• **KUTIPAN TEKS**

>>

Jadi mestinya yang dapat dilegalkan bukan tanaman ganjanya, tetapi obat yang diturunkan dari ganja dan yang sudah teruji klinis, yaitu Cannabidiol. Sampai saat ini, ganja masuk dalam narkotika golongan 1, demikian juga dengan THC dan delta-9 THC, sedangkan Cannabidiol sama sekali belum masuk daftar obat narkotika golongan manapun. Untuk Cannabidiol, dengan bukti-bukti klinis yang sudah ada, dan tidak adanya sifat psikoaktif, bahkan mungkin dimasukkan kedalam narkotika Golongan 2 atau 3 dalam Lampiran daftar obat golongan narkotika yang dibuat oleh Kemenkes dan dapat diupdate.
Perlu koordinasi semua pihak terkait, yakni DPR, Kemenkes, BPOM, BNN, dan MUI untuk membuat regulasi untuk pengembangan dan pemanfaatan obat yang berasal dari Cannabis, seperti Cannabidiol, dengan mempertimbangkan semua risiko dan manfaatnya. Riset-riset terkait ganja perlu diatur dengan tetap terbuka kepada kemajuan ilmu pengetahuan, dengan tetap membatasi aksesnya untuk menghindarkan penyalahgunaannya.
Misalnya, obat yang berasal dari ganja seperti Epidiolex bisa menjadi legal ketika didaftarkan ke badan otoritas obat seperti BPOM dan disetujui untuk dapat digunakan sebagai terapi. Jadi, perkembangannya mungkin bisa sama seperti "kakaknya" yaitu morfin yang juga berasal dari tanaman opium/candu. Morfin adalah obat yang legal digunakan, selama diresepkan dokter dan digunakan sesuai indikasi seperti pada nyeri kanker yang memang sudah tidak mempan lagi dengan analgesik lain. Tentu dengan regulasi dan pengawasan distribusinya yang ketat. Tetapi tanamannya yaitu opium tetap masuk dalam narkotika golongan 1 karena memiliki potensi penyalahgunaan yang besar.
Awal pekan ini, Menteri Kesehatan Budi Gunadi Sadikin mengatakan bahwa Kementerian Kesehatan akan segera memberikan izin ganja untuk dilakukan penelitian medis. Regulasi itu akan mengacu pada hasil kajian Kementerian Kesehatan terkait penggunaan ganja untuk medis. Penelitian ganja diizinkan arena sama halnya dengan tumbuhan lain. Namun Menkes dengan tegas mengatakan bahwa ganja untuk konsumsi tetap dilarang.
Sementara itu, Ketua Umum PB IDI Adib Khumaidi mengatakan bahwa sejauh ini riset lebih lanjut masih dilakukan terkait ganja sebagai pengobatan. IDI mendorong adanya riset terlebih dahulu sebelum akhirnya digunakan dalam pelayanan medis.
Para pakar IDI yang dilibatkan dalam riset di Kementerian Kesehatan RI dan lembaga terkait lainnya masih terus mengumpulkan referensi ilmiah terkait ganja medis. “Proses di internal sudah dilakukan oleh IDI dengan elaborasi dengan dasar ilmiah yang ada, tentunya riset dengan referensi ilmiah. Semuanya harus tetap berbasis evidence based, jangan sampai merugikan dan keamanan, keselamatan pasien harus diperhitungkan,” kata Adib.

<<

• **SOAL DAN TUGAS**
- 1) Cetak bagian kutipan tentang ganja medis dari "Misalnya, obat yang" sampai dengan "penyalahgunaan yang besar.", termasuk kedua batas itu.
- 2) Dalam kutipan tentang ganja medis, apa yang menurut Menteri Kesehatan tetap dilarang?
- 3) Sebutkan semua pihak yang menurut kutipan tentang ganja medis perlu berkoordinasi untuk membuat regulasi obat yang berasal dari Cannabis.

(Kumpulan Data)
>>

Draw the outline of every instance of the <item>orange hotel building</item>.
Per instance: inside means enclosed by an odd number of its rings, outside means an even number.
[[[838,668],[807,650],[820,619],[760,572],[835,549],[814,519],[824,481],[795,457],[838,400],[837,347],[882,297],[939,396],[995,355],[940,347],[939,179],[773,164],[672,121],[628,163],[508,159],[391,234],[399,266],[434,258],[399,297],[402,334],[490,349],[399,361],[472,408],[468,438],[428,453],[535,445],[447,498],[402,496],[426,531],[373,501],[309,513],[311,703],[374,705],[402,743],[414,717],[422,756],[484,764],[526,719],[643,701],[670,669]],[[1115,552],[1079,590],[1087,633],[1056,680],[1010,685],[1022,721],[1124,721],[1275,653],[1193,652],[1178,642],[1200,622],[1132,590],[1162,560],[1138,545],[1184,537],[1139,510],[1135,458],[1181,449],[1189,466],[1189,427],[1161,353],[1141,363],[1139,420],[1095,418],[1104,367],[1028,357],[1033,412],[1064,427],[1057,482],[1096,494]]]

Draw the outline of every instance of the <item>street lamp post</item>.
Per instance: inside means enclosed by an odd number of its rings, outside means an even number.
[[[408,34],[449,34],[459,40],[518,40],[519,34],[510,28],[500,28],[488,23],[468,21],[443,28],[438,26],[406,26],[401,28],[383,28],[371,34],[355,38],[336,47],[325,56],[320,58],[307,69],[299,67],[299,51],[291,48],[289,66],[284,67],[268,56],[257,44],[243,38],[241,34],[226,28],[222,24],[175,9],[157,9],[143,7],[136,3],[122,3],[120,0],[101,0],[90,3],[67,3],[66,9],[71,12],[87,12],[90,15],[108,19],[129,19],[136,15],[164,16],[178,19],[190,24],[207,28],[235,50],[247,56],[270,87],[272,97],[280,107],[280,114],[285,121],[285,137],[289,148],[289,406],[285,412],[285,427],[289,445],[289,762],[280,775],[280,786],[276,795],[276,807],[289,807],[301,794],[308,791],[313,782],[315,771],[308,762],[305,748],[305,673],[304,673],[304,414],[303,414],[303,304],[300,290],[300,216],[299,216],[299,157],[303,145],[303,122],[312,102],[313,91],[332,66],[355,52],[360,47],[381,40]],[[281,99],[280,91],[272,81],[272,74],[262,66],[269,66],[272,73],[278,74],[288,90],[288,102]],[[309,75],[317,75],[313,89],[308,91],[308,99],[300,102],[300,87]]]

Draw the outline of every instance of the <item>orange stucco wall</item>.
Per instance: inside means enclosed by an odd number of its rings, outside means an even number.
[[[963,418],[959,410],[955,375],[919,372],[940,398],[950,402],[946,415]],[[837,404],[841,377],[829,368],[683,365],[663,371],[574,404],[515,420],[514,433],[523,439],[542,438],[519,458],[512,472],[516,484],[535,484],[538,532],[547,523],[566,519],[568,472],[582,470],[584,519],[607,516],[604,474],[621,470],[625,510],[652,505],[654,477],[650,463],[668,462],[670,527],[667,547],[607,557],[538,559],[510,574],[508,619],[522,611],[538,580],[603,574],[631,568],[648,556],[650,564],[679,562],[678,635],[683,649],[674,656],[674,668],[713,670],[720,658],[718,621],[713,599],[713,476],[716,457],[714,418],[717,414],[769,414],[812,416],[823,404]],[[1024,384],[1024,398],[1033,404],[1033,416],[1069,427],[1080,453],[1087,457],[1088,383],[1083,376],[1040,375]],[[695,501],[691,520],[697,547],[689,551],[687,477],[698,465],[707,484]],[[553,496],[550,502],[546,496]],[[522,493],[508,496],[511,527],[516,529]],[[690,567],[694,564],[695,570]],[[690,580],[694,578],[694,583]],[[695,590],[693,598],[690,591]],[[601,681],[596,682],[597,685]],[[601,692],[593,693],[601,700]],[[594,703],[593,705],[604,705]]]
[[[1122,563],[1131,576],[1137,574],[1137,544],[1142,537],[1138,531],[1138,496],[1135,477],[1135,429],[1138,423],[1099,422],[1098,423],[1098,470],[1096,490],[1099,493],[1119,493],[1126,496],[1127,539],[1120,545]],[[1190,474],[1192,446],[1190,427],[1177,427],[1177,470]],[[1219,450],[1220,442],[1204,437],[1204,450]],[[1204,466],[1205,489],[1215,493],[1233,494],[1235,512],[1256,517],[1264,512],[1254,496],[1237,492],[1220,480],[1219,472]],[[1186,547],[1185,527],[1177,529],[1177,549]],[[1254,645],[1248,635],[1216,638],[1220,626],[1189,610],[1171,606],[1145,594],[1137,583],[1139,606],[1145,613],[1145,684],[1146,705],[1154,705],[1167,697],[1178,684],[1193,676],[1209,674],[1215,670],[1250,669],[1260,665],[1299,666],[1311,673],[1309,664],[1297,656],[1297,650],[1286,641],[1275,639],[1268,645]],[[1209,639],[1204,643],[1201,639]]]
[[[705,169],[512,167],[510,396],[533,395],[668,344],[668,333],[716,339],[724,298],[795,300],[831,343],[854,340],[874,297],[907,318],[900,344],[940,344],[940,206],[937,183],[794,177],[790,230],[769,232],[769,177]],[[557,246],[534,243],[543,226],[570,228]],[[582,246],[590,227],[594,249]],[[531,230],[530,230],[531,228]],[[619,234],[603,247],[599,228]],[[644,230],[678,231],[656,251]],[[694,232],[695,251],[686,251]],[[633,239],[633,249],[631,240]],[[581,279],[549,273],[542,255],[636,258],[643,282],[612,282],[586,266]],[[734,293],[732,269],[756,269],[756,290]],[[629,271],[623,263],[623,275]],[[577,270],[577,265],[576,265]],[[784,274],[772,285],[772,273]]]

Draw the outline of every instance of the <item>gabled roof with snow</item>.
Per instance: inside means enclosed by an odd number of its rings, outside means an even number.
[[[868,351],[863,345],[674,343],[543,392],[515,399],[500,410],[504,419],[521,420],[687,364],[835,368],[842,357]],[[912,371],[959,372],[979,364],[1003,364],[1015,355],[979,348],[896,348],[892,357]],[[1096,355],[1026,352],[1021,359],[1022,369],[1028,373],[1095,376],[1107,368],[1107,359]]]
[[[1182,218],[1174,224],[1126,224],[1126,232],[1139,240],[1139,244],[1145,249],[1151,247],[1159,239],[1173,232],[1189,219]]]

<<

• **DAFTAR JAWABAN**
- 1)
Misalnya, obat yang berasal dari ganja seperti Epidiolex bisa menjadi legal ketika didaftarkan ke badan otoritas obat seperti BPOM dan disetujui untuk dapat digunakan sebagai terapi. Jadi, perkembangannya mungkin bisa sama seperti "kakaknya" yaitu morfin yang juga berasal dari tanaman opium/candu. Morfin adalah obat yang legal digunakan, selama diresepkan dokter dan digunakan sesuai indikasi seperti pada nyeri kanker yang memang sudah tidak mempan lagi dengan analgesik lain. Tentu dengan regulasi dan pengawasan distribusinya yang ketat. Tetapi tanamannya yaitu opium tetap masuk dalam narkotika golongan 1 karena memiliki potensi penyalahgunaan yang besar.

- 2) Ganja untuk konsumsi.

- 3) DPR, Kemenkes, BPOM, BNN, dan MUI.